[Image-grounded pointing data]
-- Opening Marker --

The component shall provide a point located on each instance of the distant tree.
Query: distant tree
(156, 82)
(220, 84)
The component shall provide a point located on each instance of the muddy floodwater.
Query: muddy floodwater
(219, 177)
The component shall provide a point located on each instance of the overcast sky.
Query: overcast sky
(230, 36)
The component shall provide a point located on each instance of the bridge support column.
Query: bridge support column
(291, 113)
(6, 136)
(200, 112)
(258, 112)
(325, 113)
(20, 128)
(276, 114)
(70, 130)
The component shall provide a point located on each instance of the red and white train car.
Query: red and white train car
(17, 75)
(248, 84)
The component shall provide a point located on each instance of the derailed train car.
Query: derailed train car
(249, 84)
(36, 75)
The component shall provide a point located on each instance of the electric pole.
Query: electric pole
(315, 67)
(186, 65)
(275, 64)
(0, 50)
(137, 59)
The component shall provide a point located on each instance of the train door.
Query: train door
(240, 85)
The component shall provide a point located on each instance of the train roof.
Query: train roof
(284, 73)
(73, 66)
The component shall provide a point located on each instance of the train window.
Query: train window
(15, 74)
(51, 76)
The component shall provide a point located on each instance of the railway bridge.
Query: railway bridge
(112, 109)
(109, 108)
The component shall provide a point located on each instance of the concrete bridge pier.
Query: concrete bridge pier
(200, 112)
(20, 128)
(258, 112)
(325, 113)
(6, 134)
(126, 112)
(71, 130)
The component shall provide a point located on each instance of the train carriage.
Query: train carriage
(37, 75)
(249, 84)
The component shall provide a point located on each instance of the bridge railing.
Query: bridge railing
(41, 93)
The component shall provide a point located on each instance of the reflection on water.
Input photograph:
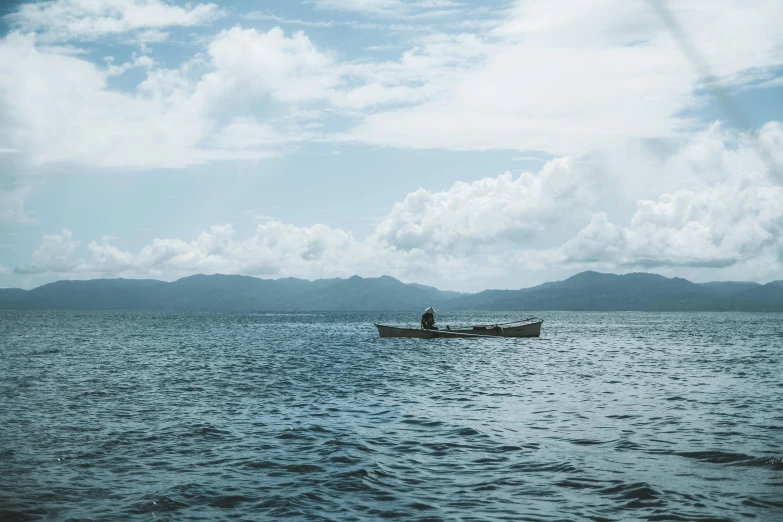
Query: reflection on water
(202, 416)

-- Closing Marker --

- PROBLEM DETAILS: Your answer should consist solely of the lines from the one with "Query: bridge railing" through the last line of the entries, restated word for word, with the pictures omitted.

- ANSWER SPACE:
Query: bridge railing
(41, 93)
The component shall provide a point located on each instance of the reflection on water.
Input photograph:
Query: reflection on water
(202, 416)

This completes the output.